Your goal — From the first line of the material to the line containing "Target: window pane", inclusive, write out each line exactly, leaving out the pictures.
---------------
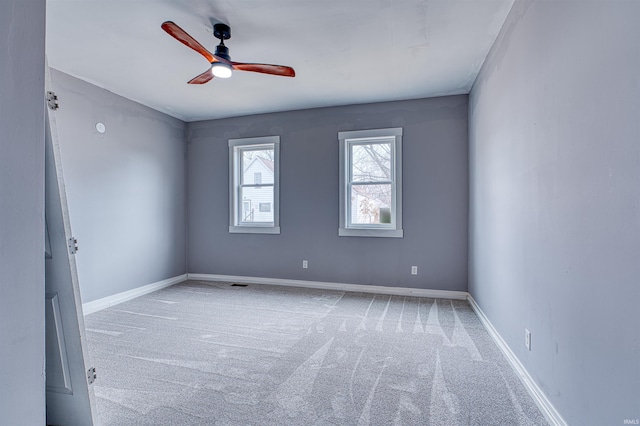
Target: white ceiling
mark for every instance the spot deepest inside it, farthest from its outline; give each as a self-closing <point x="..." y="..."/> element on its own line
<point x="344" y="51"/>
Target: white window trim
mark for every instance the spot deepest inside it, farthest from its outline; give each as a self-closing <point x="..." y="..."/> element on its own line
<point x="234" y="178"/>
<point x="346" y="230"/>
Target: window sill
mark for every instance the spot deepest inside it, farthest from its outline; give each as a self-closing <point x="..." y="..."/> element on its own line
<point x="379" y="233"/>
<point x="254" y="229"/>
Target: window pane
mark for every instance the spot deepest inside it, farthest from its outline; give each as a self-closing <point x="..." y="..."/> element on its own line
<point x="253" y="204"/>
<point x="371" y="204"/>
<point x="371" y="162"/>
<point x="257" y="166"/>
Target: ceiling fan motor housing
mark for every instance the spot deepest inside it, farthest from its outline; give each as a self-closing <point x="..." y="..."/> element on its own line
<point x="222" y="31"/>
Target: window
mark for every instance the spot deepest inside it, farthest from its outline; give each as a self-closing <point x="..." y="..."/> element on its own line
<point x="371" y="183"/>
<point x="254" y="185"/>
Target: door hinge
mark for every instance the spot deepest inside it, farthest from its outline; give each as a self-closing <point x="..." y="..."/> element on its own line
<point x="73" y="245"/>
<point x="52" y="100"/>
<point x="91" y="375"/>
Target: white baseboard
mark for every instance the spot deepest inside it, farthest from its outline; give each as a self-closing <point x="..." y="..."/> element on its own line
<point x="546" y="407"/>
<point x="397" y="291"/>
<point x="105" y="302"/>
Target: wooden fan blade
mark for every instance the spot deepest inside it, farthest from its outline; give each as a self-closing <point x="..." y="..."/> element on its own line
<point x="202" y="78"/>
<point x="265" y="69"/>
<point x="181" y="35"/>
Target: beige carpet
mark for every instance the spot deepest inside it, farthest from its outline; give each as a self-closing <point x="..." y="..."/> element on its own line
<point x="215" y="354"/>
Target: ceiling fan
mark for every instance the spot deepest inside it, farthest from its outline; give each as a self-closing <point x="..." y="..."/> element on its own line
<point x="221" y="64"/>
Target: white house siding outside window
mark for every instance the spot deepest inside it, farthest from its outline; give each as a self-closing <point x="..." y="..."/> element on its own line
<point x="371" y="183"/>
<point x="254" y="185"/>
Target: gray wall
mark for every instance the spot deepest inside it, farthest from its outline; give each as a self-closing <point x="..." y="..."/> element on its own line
<point x="22" y="35"/>
<point x="555" y="200"/>
<point x="435" y="207"/>
<point x="126" y="188"/>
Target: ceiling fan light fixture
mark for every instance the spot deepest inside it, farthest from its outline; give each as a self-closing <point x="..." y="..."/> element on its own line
<point x="221" y="70"/>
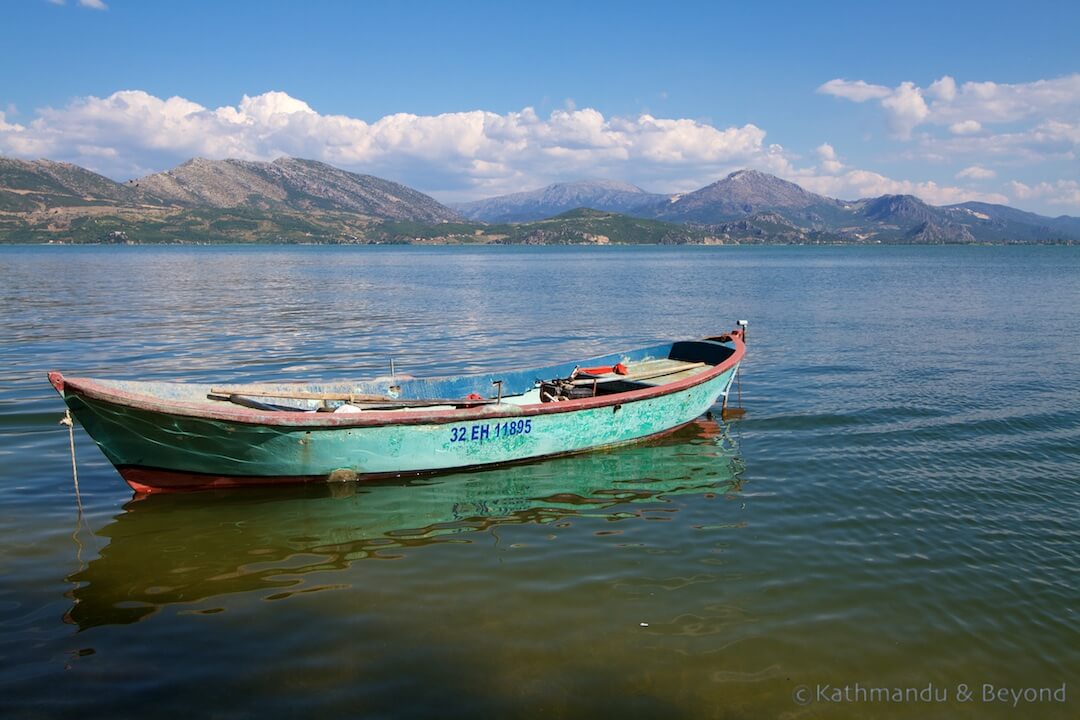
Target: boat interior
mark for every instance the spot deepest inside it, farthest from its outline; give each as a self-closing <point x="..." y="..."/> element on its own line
<point x="605" y="375"/>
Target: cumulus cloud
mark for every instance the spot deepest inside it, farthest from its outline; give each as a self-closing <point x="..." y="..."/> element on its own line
<point x="94" y="4"/>
<point x="854" y="184"/>
<point x="943" y="90"/>
<point x="976" y="173"/>
<point x="462" y="155"/>
<point x="827" y="159"/>
<point x="966" y="127"/>
<point x="858" y="91"/>
<point x="460" y="152"/>
<point x="966" y="108"/>
<point x="906" y="109"/>
<point x="1062" y="192"/>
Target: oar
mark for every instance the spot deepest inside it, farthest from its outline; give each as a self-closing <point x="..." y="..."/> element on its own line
<point x="351" y="398"/>
<point x="640" y="376"/>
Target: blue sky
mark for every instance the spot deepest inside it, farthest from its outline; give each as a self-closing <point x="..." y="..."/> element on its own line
<point x="462" y="100"/>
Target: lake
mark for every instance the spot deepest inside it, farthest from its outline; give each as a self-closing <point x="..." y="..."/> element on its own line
<point x="892" y="525"/>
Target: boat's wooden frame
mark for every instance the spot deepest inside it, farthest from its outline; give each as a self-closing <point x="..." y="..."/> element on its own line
<point x="171" y="436"/>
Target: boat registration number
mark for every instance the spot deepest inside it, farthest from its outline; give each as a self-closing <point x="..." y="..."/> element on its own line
<point x="490" y="431"/>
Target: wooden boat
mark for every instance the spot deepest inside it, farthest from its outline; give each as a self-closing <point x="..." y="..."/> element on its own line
<point x="165" y="436"/>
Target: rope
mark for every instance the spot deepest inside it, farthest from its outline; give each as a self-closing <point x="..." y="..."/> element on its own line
<point x="66" y="420"/>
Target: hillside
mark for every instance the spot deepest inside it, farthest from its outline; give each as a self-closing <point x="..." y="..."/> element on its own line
<point x="288" y="184"/>
<point x="288" y="200"/>
<point x="746" y="192"/>
<point x="291" y="200"/>
<point x="561" y="198"/>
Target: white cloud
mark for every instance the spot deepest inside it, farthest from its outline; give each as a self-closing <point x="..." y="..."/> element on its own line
<point x="943" y="90"/>
<point x="827" y="159"/>
<point x="93" y="4"/>
<point x="1062" y="192"/>
<point x="966" y="127"/>
<point x="985" y="103"/>
<point x="858" y="91"/>
<point x="472" y="152"/>
<point x="8" y="127"/>
<point x="854" y="184"/>
<point x="976" y="173"/>
<point x="906" y="109"/>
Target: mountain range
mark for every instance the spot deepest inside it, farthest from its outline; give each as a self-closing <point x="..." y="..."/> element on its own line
<point x="292" y="200"/>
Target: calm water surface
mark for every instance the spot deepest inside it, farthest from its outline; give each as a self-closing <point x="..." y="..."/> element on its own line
<point x="900" y="507"/>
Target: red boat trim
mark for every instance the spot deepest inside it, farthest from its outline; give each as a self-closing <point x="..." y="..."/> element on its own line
<point x="152" y="480"/>
<point x="93" y="390"/>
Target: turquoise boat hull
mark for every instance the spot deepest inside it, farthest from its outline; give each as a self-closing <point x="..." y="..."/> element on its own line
<point x="170" y="436"/>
---------------
Solution below —
Target: white ceiling
mark for every instance the spot deepest inside it, farthest from its outline; give each as a self-closing <point x="..." y="..."/> element on its own line
<point x="344" y="51"/>
Target: white window trim
mark for every instance the spot deepest inside it, farthest from its outline; give each as a self-closing <point x="..." y="..."/> element on its own line
<point x="234" y="178"/>
<point x="346" y="230"/>
Target: window sill
mark for every instance the spot deepest inside it, farthest from its outline; give each as a self-closing <point x="..." y="..."/> element on its own line
<point x="379" y="233"/>
<point x="254" y="229"/>
Target: window pane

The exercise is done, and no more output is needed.